*Text excerpt*
--- --- ---

Re: [cti-users] "Data Marking" syntaxes

I have used TLP for a lot of projects in the past, but there has always been a deep understand what each color means. I am not sure if we all agree to what that means right now for CTI communications.

Thanks,

Bret

Bret Jordan CISSP

Director of Security Architecture and Standards | Office of the CTO

Blue Coat Systems

PGP Fingerprint: 63B4 FC53 680A 6B7D 1447 F2C0 74F8 ACAE 7415 0050

"Without cryptography vihv vivc ce xhrnrw, however, the only thing that can not be unscrambled is an egg."

On Nov 6, 2015, at 06:12, Dave Cridland <dave@cridland.net> wrote:
I think that "who" is a little misleading.

The problem with listing group members is that you end up with an ACL system (identity based access control, for those who like the fancy terms). This is only manageable if the data controller (and this is likely to be the analyst or administrator configuring the IDS) knows all the identities involved. In practise, whoever is defining that label will be considering properties of the data and how those compare to (perceived, desirable) properties of the audience.

By way of a concrete example, a label might look like this, in JSON:

{
"policy": "Surevine",
"classification": "tlp:amber",
"jurisdiction": ["eu", "safe harbour"],
"anonymize": true,
"proposal": true
}

Note that the classification here is using TLP, but you're right in that TLP is pretty useless beyond giving a human a high-level indicator of sensitivity. We can create rules for how to render this as a textual string, but the problem is that it's pretty hard to translate between policies without having to have a lot more cooperation than is reasonable to expect.

In an X.841 style, still represented in a made-up JSON format, it might look more like this - I apologise for the OIDs involved; I really do:

{
"policy_id": "1.2.826.0.1.6726289.0.1",
"classification": 12,
"categories": [
{
"type": "permissive",
"id": "1.2.826.0.1.6726289.0.1.1",
"values": [0, 1]
},
{
"type": "restrictive",
"id": "1.2.826.0.1.6726289.0.1.2",
"values": [0]
},
{
"type": "informative",
"id": "1.2.826.0.1.6726289.0.1.3",
"values": [0]
}
]
}

I think it's best left as an exercise for the reader on how the clearances might look, but it's important to state that while I've made up the JSON syntax itself, the data within it (the use of those OIDs, "permissive" and "restrictive" category types, etc) are all very well established, and well understood.

This JSON syntax could (and other syntaxes can be) used with this policy (here in XML-SPIF format; that's an XML variant of SDN.801c's ASN.1 SPIF format):
<SPIF xmlns="http://www.xmlspif.org/spif"
      creationDate="2015-09-24 09:23:00"
      rbacId="2.16.840.1.101.2.1.8.3"
      privilegeId="2.16.840.1.101.2.1.8.3"
      originatorDN="cn=Dave Cridland,o=Survine,c=GB"
      schemaVersion="2.0"

--- --- ---

Coordinate labeling data:
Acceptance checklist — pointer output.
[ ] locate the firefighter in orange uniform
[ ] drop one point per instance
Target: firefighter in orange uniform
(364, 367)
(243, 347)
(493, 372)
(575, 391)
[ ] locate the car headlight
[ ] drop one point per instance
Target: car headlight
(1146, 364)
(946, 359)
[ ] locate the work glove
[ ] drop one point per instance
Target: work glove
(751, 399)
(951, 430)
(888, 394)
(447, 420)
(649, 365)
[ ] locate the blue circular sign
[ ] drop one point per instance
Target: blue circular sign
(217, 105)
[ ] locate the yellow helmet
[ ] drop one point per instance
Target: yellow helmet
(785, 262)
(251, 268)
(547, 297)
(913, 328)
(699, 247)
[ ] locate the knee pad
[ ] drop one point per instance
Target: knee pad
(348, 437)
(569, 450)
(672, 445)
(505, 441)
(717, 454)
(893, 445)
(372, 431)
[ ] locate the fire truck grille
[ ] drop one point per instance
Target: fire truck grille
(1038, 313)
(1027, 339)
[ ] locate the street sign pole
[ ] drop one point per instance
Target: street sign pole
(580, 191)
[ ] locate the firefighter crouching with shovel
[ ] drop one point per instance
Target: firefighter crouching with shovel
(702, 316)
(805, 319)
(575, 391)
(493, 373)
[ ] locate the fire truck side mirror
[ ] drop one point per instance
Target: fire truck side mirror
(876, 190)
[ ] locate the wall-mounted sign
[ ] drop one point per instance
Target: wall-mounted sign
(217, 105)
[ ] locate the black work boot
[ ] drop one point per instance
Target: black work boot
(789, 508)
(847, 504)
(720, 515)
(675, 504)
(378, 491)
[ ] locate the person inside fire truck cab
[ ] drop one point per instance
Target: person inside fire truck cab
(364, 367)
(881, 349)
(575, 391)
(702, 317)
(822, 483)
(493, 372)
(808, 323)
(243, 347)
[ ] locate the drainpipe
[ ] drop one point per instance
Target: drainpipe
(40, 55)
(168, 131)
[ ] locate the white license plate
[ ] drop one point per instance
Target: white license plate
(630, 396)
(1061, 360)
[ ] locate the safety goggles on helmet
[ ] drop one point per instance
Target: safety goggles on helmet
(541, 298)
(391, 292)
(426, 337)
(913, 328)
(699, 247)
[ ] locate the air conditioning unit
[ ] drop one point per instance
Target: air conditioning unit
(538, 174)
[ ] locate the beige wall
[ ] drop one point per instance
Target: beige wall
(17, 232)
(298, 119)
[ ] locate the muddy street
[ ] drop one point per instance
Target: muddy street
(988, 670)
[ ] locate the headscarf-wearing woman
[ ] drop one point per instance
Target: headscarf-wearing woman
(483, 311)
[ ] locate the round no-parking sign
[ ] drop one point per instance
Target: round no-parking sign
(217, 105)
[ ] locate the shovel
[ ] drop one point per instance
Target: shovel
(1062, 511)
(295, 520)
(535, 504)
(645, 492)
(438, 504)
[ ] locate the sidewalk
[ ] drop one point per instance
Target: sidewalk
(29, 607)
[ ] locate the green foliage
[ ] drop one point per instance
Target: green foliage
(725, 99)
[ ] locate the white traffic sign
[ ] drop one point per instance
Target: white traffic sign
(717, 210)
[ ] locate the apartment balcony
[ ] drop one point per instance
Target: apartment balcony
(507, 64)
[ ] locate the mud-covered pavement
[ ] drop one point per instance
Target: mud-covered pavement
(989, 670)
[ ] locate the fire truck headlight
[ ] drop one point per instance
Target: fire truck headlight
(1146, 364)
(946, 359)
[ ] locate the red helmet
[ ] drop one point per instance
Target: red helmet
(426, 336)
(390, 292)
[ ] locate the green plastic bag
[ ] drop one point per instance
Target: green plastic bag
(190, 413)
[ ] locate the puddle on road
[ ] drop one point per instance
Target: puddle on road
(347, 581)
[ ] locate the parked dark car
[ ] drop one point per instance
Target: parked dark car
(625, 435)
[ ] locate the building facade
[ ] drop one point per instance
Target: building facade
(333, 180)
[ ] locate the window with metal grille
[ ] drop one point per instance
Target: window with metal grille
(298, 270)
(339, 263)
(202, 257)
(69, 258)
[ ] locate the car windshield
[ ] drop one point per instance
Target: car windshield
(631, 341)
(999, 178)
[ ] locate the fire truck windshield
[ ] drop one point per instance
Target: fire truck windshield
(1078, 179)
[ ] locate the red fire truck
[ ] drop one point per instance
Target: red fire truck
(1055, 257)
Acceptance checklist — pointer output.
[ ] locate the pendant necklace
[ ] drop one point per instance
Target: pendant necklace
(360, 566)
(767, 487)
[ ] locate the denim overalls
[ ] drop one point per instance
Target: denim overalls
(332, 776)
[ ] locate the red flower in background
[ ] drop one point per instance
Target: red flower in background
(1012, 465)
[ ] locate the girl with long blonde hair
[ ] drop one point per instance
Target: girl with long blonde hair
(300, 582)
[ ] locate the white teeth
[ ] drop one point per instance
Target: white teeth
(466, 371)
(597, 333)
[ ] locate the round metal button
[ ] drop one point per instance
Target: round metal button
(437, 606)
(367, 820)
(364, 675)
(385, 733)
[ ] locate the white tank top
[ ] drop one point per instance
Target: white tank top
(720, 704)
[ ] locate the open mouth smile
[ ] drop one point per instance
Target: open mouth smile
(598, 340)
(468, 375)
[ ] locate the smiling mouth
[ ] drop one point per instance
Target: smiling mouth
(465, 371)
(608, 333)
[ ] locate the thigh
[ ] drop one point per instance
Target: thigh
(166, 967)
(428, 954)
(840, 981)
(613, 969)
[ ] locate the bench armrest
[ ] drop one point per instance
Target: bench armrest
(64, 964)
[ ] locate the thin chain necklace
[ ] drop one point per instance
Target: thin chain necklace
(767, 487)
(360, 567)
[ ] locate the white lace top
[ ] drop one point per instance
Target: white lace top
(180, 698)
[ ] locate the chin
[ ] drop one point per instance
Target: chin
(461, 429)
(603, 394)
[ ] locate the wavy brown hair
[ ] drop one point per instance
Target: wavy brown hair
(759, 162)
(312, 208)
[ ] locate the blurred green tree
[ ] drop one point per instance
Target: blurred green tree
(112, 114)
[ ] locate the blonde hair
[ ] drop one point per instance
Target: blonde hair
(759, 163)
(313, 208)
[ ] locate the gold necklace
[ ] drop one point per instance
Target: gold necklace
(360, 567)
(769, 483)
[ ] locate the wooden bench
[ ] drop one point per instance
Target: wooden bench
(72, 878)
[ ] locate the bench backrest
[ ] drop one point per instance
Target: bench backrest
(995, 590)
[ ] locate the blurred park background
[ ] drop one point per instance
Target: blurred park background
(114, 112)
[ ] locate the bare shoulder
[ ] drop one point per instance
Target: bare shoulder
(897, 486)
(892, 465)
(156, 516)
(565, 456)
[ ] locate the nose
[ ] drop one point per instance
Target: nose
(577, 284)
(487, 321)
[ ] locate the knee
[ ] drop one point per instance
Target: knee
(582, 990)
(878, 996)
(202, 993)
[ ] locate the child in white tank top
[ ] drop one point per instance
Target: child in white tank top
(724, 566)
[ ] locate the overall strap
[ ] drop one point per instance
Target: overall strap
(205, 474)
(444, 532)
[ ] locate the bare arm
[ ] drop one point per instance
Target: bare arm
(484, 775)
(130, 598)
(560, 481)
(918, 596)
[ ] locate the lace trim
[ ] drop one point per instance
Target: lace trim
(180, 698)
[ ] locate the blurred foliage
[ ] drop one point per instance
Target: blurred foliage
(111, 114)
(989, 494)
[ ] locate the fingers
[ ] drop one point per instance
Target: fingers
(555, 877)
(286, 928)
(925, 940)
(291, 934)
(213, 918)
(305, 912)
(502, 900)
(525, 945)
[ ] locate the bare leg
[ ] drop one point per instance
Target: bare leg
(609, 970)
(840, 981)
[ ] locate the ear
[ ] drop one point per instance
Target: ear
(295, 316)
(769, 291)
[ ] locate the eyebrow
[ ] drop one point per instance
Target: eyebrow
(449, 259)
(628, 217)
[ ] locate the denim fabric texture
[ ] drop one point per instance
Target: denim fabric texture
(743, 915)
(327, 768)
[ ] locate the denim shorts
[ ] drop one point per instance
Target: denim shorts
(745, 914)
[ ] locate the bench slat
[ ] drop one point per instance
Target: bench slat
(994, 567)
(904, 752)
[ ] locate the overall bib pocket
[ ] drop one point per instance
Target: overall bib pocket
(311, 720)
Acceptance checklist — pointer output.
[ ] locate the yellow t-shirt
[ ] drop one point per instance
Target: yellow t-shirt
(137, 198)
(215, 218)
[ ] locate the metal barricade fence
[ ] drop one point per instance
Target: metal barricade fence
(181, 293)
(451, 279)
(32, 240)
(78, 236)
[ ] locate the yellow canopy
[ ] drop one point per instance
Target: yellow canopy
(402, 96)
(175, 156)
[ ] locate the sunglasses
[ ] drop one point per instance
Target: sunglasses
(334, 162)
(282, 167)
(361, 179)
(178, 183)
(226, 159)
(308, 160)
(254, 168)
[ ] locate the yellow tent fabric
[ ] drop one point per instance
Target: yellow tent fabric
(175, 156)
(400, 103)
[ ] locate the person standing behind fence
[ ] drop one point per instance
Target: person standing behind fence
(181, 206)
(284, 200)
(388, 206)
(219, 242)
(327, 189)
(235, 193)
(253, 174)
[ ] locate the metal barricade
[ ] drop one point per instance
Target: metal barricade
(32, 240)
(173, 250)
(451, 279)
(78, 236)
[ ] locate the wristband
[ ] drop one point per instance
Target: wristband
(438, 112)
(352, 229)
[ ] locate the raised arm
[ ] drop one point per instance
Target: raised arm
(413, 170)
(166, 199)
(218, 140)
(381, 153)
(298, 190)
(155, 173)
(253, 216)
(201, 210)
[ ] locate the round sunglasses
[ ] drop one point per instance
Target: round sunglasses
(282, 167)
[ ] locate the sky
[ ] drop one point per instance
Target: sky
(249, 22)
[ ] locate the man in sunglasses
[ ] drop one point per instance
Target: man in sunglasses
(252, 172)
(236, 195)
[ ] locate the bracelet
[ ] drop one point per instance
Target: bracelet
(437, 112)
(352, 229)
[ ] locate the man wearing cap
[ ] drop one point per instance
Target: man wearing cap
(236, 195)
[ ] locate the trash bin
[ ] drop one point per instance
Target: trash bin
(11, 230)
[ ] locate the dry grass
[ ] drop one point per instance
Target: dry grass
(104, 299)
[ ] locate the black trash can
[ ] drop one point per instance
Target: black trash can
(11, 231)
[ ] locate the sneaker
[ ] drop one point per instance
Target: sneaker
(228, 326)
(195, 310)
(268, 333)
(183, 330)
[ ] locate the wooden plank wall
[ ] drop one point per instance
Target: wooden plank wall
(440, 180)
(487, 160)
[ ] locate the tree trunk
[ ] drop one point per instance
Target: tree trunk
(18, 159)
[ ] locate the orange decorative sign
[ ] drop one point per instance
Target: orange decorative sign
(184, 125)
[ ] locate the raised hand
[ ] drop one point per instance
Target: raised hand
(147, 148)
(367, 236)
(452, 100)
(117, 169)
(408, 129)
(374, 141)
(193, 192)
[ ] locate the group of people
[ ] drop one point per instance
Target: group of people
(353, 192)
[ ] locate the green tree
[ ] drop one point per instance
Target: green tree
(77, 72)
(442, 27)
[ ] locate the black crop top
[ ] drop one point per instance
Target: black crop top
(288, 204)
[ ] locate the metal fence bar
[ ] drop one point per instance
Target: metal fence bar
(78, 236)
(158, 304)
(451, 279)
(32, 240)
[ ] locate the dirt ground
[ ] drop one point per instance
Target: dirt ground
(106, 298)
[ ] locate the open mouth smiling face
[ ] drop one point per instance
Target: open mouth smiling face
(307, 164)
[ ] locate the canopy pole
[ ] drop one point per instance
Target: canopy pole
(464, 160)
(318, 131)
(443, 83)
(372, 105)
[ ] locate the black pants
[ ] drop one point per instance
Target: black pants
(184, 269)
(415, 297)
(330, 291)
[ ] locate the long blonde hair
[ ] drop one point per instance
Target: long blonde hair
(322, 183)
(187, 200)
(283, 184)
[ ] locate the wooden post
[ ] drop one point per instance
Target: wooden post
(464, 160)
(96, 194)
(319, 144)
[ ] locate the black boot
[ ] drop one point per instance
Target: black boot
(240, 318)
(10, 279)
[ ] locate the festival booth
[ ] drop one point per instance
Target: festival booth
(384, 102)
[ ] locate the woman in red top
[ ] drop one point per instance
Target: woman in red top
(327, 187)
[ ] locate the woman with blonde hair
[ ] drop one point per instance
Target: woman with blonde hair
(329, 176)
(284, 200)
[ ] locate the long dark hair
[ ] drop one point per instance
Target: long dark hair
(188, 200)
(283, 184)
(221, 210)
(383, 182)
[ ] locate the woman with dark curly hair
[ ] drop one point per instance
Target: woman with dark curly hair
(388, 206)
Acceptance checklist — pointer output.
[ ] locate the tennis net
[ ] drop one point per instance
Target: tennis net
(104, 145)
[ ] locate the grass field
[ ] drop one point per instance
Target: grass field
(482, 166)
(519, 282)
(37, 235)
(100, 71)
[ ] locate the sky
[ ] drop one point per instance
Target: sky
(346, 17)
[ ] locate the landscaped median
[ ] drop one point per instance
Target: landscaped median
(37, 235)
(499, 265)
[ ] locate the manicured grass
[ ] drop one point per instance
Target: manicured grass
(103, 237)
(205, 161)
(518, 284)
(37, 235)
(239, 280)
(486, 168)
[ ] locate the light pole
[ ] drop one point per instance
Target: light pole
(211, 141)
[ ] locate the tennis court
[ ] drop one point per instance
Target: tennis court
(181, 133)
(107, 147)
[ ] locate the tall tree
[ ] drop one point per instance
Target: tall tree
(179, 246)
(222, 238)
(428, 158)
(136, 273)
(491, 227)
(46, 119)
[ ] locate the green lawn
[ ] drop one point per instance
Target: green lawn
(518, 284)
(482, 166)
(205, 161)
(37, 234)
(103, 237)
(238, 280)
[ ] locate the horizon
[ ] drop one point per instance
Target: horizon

--- --- ---

*To do*
[1] Output word for word everything in the data marking thread from "I have used" down to "for CTI communications.".
[2] Express everything in the entries from the line containing "[ ] locate the canopy pole" down through the final line of the entries as a Markdown table with columns Row and Line, skipping blank lines.
The data marking thread and the entries are unrelated to each other.

*Solution set*
[1]
I have used TLP for a lot of projects in the past, but there has always been a deep understand what each color means. I am not sure if we all agree to what that means right now for CTI communications.

[2]
| Row | Line |
|---|---|
| 1 | [ ] locate the canopy pole |
| 2 | [ ] drop one point per instance |
| 3 | Target: canopy pole |
| 4 | (464, 160) |
| 5 | (318, 131) |
| 6 | (443, 83) |
| 7 | (372, 105) |
| 8 | [ ] locate the black pants |
| 9 | [ ] drop one point per instance |
| 10 | Target: black pants |
| 11 | (184, 269) |
| 12 | (415, 297) |
| 13 | (330, 291) |
| 14 | [ ] locate the long blonde hair |
| 15 | [ ] drop one point per instance |
| 16 | Target: long blonde hair |
| 17 | (322, 183) |
| 18 | (187, 200) |
| 19 | (283, 184) |
| 20 | [ ] locate the wooden post |
| 21 | [ ] drop one point per instance |
| 22 | Target: wooden post |
| 23 | (464, 160) |
| 24 | (96, 194) |
| 25 | (319, 144) |
| 26 | [ ] locate the black boot |
| 27 | [ ] drop one point per instance |
| 28 | Target: black boot |
| 29 | (240, 318) |
| 30 | (10, 279) |
| 31 | [ ] locate the festival booth |
| 32 | [ ] drop one point per instance |
| 33 | Target: festival booth |
| 34 | (384, 102) |
| 35 | [ ] locate the woman in red top |
| 36 | [ ] drop one point per instance |
| 37 | Target: woman in red top |
| 38 | (327, 187) |
| 39 | [ ] locate the woman with blonde hair |
| 40 | [ ] drop one point per instance |
| 41 | Target: woman with blonde hair |
| 42 | (329, 176) |
| 43 | (284, 200) |
| 44 | [ ] locate the long dark hair |
| 45 | [ ] drop one point per instance |
| 46 | Target: long dark hair |
| 47 | (188, 200) |
| 48 | (283, 184) |
| 49 | (221, 210) |
| 50 | (383, 182) |
| 51 | [ ] locate the woman with dark curly hair |
| 52 | [ ] drop one point per instance |
| 53 | Target: woman with dark curly hair |
| 54 | (388, 206) |
| 55 | Acceptance checklist — pointer output. |
| 56 | [ ] locate the tennis net |
| 57 | [ ] drop one point per instance |
| 58 | Target: tennis net |
| 59 | (104, 145) |
| 60 | [ ] locate the grass field |
| 61 | [ ] drop one point per instance |
| 62 | Target: grass field |
| 63 | (482, 166) |
| 64 | (519, 282) |
| 65 | (37, 235) |
| 66 | (100, 71) |
| 67 | [ ] locate the sky |
| 68 | [ ] drop one point per instance |
| 69 | Target: sky |
| 70 | (346, 17) |
| 71 | [ ] locate the landscaped median |
| 72 | [ ] drop one point per instance |
| 73 | Target: landscaped median |
| 74 | (37, 235) |
| 75 | (499, 265) |
| 76 | [ ] locate the manicured grass |
| 77 | [ ] drop one point per instance |
| 78 | Target: manicured grass |
| 79 | (103, 237) |
| 80 | (205, 161) |
| 81 | (518, 284) |
| 82 | (37, 235) |
| 83 | (239, 280) |
| 84 | (486, 168) |
| 85 | [ ] locate the light pole |
| 86 | [ ] drop one point per instance |
| 87 | Target: light pole |
| 88 | (211, 141) |
| 89 | [ ] locate the tennis court |
| 90 | [ ] drop one point per instance |
| 91 | Target: tennis court |
| 92 | (181, 133) |
| 93 | (107, 147) |
| 94 | [ ] locate the tall tree |
| 95 | [ ] drop one point per instance |
| 96 | Target: tall tree |
| 97 | (179, 246) |
| 98 | (222, 238) |
| 99 | (428, 158) |
| 100 | (136, 273) |
| 101 | (491, 227) |
| 102 | (46, 119) |
| 103 | [ ] locate the green lawn |
| 104 | [ ] drop one point per instance |
| 105 | Target: green lawn |
| 106 | (518, 284) |
| 107 | (482, 166) |
| 108 | (205, 161) |
| 109 | (37, 234) |
| 110 | (103, 237) |
| 111 | (238, 280) |
| 112 | [ ] locate the horizon |
| 113 | [ ] drop one point per instance |
| 114 | Target: horizon |